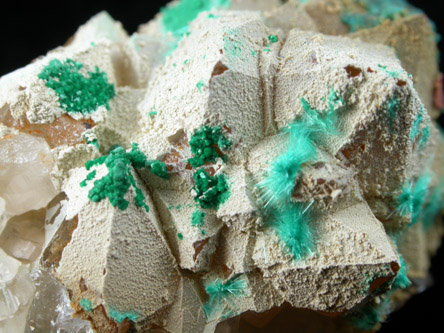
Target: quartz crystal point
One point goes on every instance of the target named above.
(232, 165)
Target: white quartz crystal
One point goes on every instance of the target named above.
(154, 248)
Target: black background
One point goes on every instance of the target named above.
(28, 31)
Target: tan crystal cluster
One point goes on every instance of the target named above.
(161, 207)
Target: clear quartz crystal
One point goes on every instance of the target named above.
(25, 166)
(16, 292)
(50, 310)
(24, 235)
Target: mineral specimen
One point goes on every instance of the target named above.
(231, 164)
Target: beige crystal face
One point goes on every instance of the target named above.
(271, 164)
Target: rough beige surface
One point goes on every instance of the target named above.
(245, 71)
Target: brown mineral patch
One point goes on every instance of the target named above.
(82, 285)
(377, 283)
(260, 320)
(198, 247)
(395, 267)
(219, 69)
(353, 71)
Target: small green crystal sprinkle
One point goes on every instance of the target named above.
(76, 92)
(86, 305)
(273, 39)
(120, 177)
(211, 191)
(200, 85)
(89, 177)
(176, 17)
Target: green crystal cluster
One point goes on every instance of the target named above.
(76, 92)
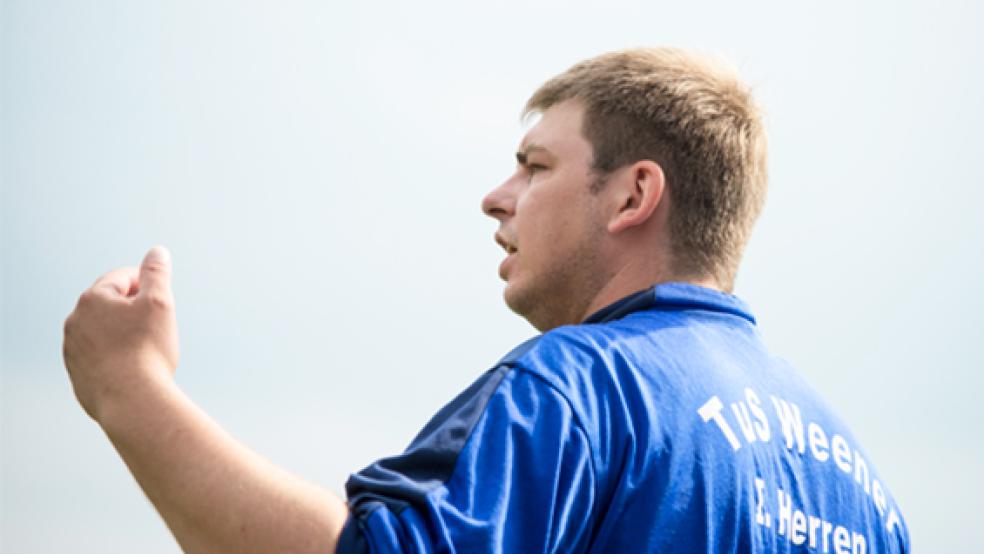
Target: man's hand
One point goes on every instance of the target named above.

→ THE TASK
Add 131 to each number in every point coordinate in the items above, and write all the items out again with their requests kept in. Leave out the pictures.

→ SOLVED PROBLEM
Target: quartz crystal point
One point goes on every instance of the target named above.
(363, 296)
Target: white quartz crystal
One point goes on every instance of the target named above.
(285, 379)
Target: black background
One point goes on every instance of the target named above.
(159, 162)
Target: tan crystal cluster
One point goes on every instance of the target named above.
(292, 338)
Target: clear quartz crystal
One point goes on every instance of the target named above.
(156, 297)
(147, 423)
(181, 441)
(155, 366)
Target: mineral specimen
One point goes on every instance of the target named above.
(362, 295)
Target: beige crystal face
One point goes on every instance of the target named above.
(402, 295)
Target: rough beige surface
One point goes on every instance of the target named above.
(376, 202)
Target: brown mineral patch
One point goes on every instance of the target named above.
(213, 416)
(508, 414)
(391, 451)
(329, 378)
(526, 398)
(350, 200)
(484, 202)
Target: small green crystal sprinkle
One point goes on every instance of the target named above.
(207, 223)
(217, 436)
(404, 170)
(251, 308)
(342, 322)
(331, 216)
(220, 308)
(307, 148)
Target: green crystal cluster
One point goes on every instance of the target named above.
(207, 223)
Target: man's hand
One point goes on every instance of the target named above.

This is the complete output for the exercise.